Show each line of the records below where the word "storm" occurs.

[Data excerpts]
------------------------------------
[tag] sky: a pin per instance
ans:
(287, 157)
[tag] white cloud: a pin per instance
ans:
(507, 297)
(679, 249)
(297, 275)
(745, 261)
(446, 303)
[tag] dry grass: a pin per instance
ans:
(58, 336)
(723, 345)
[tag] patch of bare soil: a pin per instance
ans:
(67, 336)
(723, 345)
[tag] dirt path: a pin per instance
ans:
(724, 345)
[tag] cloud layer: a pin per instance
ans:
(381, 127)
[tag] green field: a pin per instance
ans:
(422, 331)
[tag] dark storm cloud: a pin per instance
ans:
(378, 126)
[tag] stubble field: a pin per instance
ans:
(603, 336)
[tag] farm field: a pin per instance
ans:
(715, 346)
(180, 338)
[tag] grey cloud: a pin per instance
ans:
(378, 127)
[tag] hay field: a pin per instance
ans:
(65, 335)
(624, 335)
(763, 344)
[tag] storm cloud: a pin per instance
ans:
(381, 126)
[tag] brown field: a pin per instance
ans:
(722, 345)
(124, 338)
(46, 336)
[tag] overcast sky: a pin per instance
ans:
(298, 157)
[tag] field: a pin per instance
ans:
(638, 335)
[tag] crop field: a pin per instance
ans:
------------------------------------
[Reply]
[tag] dark storm cloud: a pin per instance
[tag] storm cloud: a pin per instance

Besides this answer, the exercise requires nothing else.